Entries provided =>

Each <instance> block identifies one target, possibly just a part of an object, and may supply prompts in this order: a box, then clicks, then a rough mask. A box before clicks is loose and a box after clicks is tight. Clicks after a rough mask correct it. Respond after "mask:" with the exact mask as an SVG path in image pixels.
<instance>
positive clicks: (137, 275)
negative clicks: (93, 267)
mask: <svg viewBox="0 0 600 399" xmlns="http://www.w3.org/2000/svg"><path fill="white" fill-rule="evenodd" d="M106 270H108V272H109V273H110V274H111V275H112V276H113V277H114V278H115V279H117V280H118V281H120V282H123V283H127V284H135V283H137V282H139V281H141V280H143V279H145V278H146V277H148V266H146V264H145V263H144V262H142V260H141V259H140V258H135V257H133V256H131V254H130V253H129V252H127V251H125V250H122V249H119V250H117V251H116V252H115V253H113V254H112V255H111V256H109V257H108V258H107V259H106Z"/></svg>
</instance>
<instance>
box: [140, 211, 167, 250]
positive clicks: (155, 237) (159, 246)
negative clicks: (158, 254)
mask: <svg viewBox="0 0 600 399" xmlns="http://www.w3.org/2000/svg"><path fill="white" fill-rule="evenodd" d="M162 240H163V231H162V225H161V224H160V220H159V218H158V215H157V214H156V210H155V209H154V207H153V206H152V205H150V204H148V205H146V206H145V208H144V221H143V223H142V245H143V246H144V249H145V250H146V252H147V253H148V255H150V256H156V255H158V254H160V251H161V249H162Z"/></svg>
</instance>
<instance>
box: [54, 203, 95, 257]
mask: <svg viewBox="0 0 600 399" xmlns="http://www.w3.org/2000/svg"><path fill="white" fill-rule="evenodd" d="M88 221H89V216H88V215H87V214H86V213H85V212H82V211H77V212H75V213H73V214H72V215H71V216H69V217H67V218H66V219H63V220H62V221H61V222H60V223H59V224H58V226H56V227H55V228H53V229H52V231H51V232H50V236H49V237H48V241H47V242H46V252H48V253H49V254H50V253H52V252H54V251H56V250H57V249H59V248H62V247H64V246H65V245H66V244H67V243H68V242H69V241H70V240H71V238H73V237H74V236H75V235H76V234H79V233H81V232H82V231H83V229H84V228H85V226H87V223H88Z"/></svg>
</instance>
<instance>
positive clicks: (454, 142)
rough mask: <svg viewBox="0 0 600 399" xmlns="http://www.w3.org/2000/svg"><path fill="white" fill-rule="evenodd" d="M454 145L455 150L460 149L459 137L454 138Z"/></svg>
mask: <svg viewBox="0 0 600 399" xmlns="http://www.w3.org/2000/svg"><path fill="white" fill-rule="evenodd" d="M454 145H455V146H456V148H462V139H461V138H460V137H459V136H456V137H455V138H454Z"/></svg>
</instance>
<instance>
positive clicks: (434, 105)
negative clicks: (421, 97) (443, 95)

The problem =>
Using the listing above, print every entry verbatim.

Finished task =>
Each <instance> block identifies one target, possibly just a part of an object, and may supply prompts in this order: a box, then clicks, then a rough mask. A box before clicks is loose and a box after clicks is tight. Clicks after a rough mask correct it. Respond after "mask:" with the exact mask as an SVG path in image pixels.
<instance>
positive clicks: (137, 275)
negative clicks: (93, 267)
mask: <svg viewBox="0 0 600 399" xmlns="http://www.w3.org/2000/svg"><path fill="white" fill-rule="evenodd" d="M106 270H108V272H109V273H110V274H111V275H112V276H113V277H114V278H115V279H117V280H118V281H120V282H123V283H127V284H135V283H137V282H139V281H141V280H143V279H145V278H146V277H148V266H146V264H145V263H144V262H142V260H141V259H140V258H135V257H133V256H131V254H130V253H129V252H127V251H125V250H122V249H119V250H117V251H116V252H115V253H113V254H112V255H111V256H109V257H108V258H107V259H106Z"/></svg>
</instance>
<instance>
box: [140, 211, 167, 250]
positive clicks: (155, 237) (159, 246)
negative clicks: (158, 254)
mask: <svg viewBox="0 0 600 399" xmlns="http://www.w3.org/2000/svg"><path fill="white" fill-rule="evenodd" d="M162 240H163V231H162V225H161V224H160V220H159V218H158V215H157V214H156V210H155V209H154V207H153V206H152V205H150V204H148V205H146V206H145V208H144V221H143V223H142V245H143V246H144V249H145V250H146V252H147V253H148V255H150V256H156V255H158V254H160V251H161V249H162Z"/></svg>
</instance>
<instance>
box: [54, 203, 95, 257]
mask: <svg viewBox="0 0 600 399" xmlns="http://www.w3.org/2000/svg"><path fill="white" fill-rule="evenodd" d="M88 221H89V216H88V215H87V214H86V213H85V212H82V211H77V212H75V213H73V214H72V215H71V216H69V217H67V218H66V219H63V220H62V221H61V222H60V223H59V224H58V226H56V227H55V228H53V229H52V231H51V232H50V236H49V237H48V241H47V242H46V252H48V253H49V254H50V253H52V252H54V251H56V250H57V249H59V248H62V247H64V246H65V245H66V244H67V243H68V242H69V241H70V240H71V238H73V237H74V236H75V235H76V234H79V233H81V232H82V231H83V229H84V228H85V226H87V223H88Z"/></svg>
</instance>
<instance>
positive clicks: (454, 142)
rough mask: <svg viewBox="0 0 600 399" xmlns="http://www.w3.org/2000/svg"><path fill="white" fill-rule="evenodd" d="M454 145L455 150L460 149L459 137L454 138Z"/></svg>
mask: <svg viewBox="0 0 600 399" xmlns="http://www.w3.org/2000/svg"><path fill="white" fill-rule="evenodd" d="M454 145H455V146H456V148H462V139H461V138H460V137H459V136H456V137H455V138H454Z"/></svg>
</instance>
<instance>
positive clicks: (434, 105)
negative clicks: (421, 97) (443, 95)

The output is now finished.